PROBLEM TO SOLVE: Your task is to copy the lines of the data below from the line holding "Note: indicate the hoodie hood" through the line holding "Note: indicate the colorful", inclusive, exactly and with nothing added.
● ● ● ● ● ● ●
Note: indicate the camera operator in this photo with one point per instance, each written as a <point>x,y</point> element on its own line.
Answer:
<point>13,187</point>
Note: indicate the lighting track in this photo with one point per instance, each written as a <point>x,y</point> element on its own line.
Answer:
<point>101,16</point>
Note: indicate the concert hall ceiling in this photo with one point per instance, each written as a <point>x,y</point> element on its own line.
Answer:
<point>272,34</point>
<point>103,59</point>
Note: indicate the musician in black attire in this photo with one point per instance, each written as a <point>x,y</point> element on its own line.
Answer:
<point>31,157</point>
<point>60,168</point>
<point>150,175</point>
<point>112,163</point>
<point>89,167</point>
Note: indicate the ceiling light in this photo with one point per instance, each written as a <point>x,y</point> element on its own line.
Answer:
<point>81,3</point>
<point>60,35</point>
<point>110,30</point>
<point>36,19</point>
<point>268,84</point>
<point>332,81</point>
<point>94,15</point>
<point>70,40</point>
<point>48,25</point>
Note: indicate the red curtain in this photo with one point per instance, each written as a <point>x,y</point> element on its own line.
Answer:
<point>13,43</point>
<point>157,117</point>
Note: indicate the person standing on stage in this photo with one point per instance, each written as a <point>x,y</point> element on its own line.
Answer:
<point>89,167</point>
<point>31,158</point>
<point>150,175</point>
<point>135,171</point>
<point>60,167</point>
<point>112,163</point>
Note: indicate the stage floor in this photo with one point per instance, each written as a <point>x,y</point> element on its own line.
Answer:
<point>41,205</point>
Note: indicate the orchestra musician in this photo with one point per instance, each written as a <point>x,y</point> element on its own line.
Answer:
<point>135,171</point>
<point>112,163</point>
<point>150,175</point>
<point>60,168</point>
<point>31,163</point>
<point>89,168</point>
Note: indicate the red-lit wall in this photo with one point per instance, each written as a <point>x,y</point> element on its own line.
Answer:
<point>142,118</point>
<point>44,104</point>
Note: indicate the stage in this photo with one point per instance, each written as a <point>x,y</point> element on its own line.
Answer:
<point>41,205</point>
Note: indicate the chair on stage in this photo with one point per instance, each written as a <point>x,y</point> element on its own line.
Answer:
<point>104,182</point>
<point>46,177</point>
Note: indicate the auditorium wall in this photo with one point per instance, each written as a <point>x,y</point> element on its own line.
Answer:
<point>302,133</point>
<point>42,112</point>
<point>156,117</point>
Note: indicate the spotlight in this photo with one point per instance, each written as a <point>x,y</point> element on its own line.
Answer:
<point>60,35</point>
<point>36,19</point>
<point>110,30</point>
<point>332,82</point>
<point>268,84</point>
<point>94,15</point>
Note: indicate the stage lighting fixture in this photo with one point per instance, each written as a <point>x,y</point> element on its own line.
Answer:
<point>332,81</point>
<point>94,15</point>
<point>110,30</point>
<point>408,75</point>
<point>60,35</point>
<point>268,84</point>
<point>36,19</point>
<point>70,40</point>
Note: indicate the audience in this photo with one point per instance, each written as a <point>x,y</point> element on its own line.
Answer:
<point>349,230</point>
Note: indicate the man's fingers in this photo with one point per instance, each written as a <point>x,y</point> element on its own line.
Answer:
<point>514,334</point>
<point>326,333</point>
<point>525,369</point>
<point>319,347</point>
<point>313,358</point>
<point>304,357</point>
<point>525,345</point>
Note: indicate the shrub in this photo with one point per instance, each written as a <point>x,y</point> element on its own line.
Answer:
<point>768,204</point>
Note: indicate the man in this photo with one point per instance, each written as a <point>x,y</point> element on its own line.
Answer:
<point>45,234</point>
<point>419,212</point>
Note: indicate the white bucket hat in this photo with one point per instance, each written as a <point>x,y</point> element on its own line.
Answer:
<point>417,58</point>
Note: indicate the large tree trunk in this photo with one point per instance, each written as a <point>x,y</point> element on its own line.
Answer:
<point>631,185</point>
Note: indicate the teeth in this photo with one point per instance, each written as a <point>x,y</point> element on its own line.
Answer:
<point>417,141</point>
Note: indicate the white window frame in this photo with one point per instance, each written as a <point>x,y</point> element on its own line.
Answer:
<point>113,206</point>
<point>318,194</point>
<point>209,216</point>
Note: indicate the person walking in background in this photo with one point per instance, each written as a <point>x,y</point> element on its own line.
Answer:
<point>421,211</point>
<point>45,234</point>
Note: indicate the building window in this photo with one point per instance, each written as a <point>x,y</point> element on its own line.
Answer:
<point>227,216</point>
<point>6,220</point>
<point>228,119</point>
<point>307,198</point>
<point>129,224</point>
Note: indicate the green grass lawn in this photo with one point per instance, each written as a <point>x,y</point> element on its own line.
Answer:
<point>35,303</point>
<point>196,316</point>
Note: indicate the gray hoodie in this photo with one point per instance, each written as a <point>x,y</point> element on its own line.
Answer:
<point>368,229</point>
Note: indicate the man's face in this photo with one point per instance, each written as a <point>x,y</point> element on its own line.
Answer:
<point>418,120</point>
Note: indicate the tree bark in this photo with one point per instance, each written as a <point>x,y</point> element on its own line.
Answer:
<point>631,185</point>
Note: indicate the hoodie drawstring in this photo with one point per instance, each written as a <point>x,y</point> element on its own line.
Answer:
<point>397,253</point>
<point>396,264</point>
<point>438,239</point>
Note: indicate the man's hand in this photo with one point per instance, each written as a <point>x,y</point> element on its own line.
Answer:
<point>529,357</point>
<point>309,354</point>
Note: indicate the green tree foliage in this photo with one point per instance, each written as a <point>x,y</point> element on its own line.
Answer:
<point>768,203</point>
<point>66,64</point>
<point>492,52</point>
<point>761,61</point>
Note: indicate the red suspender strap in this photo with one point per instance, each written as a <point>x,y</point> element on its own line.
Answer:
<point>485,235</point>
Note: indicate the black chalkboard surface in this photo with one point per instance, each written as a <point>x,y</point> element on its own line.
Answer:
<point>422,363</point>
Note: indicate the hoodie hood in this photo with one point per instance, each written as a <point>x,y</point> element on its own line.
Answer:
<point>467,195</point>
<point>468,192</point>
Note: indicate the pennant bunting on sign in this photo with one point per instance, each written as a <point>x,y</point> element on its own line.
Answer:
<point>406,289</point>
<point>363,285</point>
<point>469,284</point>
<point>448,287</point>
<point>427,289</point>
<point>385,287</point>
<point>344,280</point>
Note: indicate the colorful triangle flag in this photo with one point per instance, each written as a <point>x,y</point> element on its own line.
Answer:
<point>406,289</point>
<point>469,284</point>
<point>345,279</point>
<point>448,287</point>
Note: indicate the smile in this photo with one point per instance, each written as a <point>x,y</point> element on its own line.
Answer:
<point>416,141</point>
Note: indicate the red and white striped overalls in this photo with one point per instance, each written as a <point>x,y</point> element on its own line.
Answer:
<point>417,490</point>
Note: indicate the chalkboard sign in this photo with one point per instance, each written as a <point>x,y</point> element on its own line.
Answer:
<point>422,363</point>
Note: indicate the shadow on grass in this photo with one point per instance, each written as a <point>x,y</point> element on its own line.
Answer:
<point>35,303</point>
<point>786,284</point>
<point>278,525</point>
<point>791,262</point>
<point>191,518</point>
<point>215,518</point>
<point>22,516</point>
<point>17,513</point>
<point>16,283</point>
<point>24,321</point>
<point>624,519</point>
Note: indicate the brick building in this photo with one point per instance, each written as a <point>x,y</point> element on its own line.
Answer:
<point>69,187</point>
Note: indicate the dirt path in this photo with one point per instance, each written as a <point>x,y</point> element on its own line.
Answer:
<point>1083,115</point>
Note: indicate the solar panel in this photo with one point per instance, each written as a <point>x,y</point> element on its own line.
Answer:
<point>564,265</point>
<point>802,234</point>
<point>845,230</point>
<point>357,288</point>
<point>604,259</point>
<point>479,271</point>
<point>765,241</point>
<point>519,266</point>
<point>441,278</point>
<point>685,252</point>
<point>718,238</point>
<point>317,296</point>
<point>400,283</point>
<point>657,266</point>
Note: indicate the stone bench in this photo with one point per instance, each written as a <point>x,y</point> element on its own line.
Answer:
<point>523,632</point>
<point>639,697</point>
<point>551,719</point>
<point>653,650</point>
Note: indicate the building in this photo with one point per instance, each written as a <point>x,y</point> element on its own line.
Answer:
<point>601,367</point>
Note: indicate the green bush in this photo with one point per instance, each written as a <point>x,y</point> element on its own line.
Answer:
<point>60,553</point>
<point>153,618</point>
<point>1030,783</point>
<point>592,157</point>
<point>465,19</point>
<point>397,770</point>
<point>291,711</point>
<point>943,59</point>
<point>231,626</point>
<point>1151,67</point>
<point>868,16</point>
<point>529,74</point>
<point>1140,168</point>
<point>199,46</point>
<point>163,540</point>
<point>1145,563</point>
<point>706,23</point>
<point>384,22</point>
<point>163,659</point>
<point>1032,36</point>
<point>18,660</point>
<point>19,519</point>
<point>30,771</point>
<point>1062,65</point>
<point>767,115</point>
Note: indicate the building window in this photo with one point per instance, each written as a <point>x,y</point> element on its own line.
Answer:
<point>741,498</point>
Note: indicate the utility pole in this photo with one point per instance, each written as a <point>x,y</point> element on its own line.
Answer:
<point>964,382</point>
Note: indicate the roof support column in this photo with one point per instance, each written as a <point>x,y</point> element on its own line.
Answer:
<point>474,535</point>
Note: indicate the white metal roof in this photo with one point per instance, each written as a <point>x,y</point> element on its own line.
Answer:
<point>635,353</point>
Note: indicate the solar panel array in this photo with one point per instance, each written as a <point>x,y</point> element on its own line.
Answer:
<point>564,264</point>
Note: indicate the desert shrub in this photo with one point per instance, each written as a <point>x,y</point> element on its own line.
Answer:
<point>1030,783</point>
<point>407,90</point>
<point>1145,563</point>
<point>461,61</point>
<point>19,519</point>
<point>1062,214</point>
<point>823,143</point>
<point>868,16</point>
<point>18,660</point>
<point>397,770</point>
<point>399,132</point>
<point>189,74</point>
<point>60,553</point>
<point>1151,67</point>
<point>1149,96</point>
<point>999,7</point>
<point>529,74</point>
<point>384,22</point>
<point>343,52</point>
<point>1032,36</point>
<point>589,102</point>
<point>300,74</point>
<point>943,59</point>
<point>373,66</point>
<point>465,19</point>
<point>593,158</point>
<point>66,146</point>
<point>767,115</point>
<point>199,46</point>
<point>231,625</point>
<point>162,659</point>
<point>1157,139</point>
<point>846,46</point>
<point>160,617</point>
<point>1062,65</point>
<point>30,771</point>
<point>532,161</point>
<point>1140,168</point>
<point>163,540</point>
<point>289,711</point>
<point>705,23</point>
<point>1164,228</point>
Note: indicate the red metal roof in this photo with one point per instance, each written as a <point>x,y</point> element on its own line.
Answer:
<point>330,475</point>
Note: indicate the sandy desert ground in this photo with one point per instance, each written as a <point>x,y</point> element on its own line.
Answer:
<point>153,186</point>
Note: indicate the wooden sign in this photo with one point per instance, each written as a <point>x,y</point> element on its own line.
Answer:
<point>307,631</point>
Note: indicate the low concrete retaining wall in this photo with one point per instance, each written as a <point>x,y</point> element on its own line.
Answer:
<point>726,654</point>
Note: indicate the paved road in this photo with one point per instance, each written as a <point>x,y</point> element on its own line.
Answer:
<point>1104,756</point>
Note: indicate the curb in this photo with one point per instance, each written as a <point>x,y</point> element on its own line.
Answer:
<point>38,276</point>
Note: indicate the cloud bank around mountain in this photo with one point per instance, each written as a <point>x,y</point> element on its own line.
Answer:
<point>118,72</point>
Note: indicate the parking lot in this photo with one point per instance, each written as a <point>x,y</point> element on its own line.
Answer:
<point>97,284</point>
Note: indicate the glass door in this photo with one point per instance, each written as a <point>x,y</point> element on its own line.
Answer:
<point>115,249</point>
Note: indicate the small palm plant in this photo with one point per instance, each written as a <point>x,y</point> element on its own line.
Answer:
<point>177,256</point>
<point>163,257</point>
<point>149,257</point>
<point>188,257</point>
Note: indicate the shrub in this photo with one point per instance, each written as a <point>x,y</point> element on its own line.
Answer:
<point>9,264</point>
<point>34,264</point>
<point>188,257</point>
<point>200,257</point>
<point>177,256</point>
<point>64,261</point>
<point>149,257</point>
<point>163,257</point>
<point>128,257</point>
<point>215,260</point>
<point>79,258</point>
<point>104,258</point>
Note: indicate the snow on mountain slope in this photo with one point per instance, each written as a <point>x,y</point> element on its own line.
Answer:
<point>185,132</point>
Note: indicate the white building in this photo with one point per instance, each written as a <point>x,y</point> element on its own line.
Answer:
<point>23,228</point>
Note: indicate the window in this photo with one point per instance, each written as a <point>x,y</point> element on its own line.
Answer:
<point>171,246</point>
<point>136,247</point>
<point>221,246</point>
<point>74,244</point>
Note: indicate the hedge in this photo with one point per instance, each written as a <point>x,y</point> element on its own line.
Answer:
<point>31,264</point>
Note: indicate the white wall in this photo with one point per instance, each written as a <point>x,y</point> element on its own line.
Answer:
● ● ● ● ● ● ●
RESULT:
Note: indicate the hoodie hood in this photo with one point per instance, each written as a <point>x,y</point> element on its own line.
Answer:
<point>467,195</point>
<point>468,192</point>
Note: indicate the pennant bunting on sign in this photo with one point per instance, each written as a <point>x,y</point> element on its own line.
Answer:
<point>406,289</point>
<point>363,285</point>
<point>469,284</point>
<point>448,287</point>
<point>427,289</point>
<point>385,287</point>
<point>344,280</point>
Note: indicate the colorful triangle flag in this photo with one point per instance, each written as a <point>x,y</point> element on its own line.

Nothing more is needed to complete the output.